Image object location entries
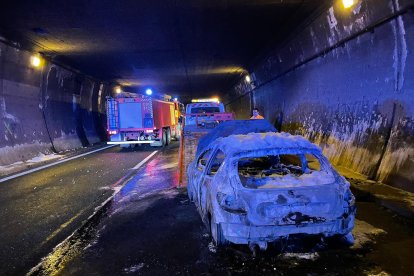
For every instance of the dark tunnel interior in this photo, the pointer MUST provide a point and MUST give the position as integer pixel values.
(194, 48)
(341, 76)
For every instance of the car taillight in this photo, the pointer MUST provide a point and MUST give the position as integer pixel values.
(230, 203)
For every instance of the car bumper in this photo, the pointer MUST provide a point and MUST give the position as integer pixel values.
(243, 234)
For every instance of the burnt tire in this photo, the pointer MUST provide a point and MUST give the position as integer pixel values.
(216, 232)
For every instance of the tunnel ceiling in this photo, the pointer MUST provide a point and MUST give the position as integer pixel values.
(195, 48)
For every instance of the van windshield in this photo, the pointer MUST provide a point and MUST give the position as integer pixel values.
(205, 109)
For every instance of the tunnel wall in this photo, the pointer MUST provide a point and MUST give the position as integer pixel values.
(346, 82)
(46, 110)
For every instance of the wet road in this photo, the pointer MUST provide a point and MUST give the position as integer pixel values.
(151, 228)
(41, 209)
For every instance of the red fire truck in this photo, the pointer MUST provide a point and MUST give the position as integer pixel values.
(138, 119)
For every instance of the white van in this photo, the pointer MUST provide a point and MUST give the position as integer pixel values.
(201, 113)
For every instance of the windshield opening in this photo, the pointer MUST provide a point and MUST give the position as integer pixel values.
(284, 170)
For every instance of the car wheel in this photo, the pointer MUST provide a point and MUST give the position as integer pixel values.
(217, 233)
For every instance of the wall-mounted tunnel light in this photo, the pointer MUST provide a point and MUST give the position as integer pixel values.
(35, 61)
(247, 79)
(348, 3)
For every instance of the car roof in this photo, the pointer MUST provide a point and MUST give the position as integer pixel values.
(260, 141)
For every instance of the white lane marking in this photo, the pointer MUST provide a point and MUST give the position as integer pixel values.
(145, 160)
(52, 164)
(124, 179)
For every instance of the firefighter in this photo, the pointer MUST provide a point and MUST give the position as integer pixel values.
(256, 114)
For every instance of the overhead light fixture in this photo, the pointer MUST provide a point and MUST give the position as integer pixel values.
(35, 61)
(348, 3)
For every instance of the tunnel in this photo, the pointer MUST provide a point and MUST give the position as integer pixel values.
(340, 73)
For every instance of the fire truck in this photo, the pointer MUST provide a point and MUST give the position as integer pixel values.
(201, 116)
(138, 119)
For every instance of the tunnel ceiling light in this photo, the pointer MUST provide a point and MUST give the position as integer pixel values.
(35, 61)
(210, 100)
(348, 3)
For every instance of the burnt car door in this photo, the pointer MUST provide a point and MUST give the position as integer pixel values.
(198, 173)
(213, 166)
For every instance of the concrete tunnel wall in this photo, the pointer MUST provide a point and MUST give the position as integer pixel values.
(346, 82)
(46, 110)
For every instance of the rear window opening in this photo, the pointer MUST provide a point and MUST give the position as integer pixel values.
(284, 170)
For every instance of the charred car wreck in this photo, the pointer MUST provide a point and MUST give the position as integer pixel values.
(258, 187)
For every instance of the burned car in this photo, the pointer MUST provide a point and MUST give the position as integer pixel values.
(259, 187)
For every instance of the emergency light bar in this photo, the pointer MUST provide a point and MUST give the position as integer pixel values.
(212, 100)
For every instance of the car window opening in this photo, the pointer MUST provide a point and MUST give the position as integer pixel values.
(216, 163)
(202, 161)
(282, 170)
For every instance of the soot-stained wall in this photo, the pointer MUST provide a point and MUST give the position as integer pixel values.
(46, 110)
(346, 82)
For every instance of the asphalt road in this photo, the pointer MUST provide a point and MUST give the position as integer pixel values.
(41, 209)
(151, 228)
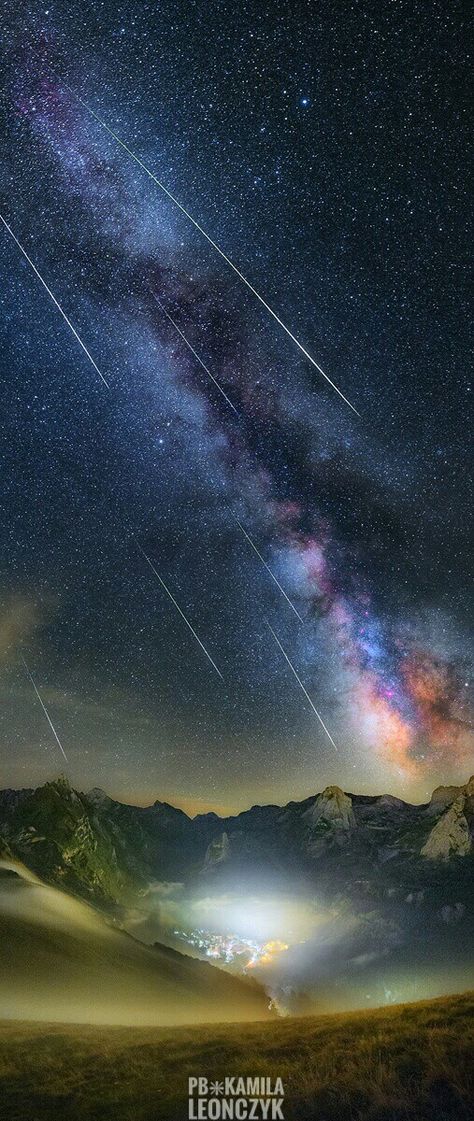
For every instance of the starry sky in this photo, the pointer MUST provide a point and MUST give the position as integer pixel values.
(319, 554)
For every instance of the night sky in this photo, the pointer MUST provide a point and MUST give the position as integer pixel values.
(323, 146)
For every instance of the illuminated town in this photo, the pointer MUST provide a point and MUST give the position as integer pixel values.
(230, 950)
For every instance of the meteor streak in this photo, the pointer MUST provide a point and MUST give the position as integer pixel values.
(53, 297)
(269, 571)
(301, 686)
(211, 242)
(44, 709)
(154, 570)
(195, 354)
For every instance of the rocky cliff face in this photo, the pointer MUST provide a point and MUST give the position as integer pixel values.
(371, 848)
(451, 836)
(330, 821)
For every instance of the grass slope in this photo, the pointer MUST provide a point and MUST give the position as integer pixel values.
(406, 1063)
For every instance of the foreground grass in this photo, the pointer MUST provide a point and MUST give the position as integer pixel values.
(407, 1063)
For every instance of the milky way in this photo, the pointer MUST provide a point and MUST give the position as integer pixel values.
(317, 177)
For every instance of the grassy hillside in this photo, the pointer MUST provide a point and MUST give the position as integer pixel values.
(407, 1063)
(61, 961)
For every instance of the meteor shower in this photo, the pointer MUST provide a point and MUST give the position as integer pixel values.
(237, 820)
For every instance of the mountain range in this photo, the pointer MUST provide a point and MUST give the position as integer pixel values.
(389, 883)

# [To do]
Write out only the final block of lines, starting at the line with "For every instance of the meteor streak" and running to the end of the material.

# [Solution to this task]
For every instance of the meteor streak in this photo, the pointer MUST provide a point and MUST give the position as integer pixel values.
(53, 297)
(269, 571)
(301, 686)
(211, 242)
(44, 709)
(154, 570)
(195, 354)
For every instance of the rocky cliff face in this photo, the pointer MUST provide a point and MUST give the position as integer pixel values.
(371, 848)
(451, 836)
(330, 821)
For every instance of the grass slope in this photo, the pointer MUST provide a point and MUST give the position as integer pixel values.
(406, 1063)
For every instance of the foreground grass in this photo, the pointer MUST provide a point and MUST give the position as integer pixel values.
(407, 1063)
For every instance of the milky way in this photo, the pointer MUST provide a point and MUST give the position as integer pixel values.
(317, 177)
For every instance of the grassy hillside in this photo, the pointer MUST provide a point and MUST give the position as integer pixel values.
(407, 1063)
(61, 961)
For every instance of the meteor shower in this photo, the pointer MUST provide a point and MUST give the position as integer pixel values.
(237, 820)
For every instance of the mountain range in this photo, the pointer MUST provide a point and MUST give the position as integer pixel values.
(389, 883)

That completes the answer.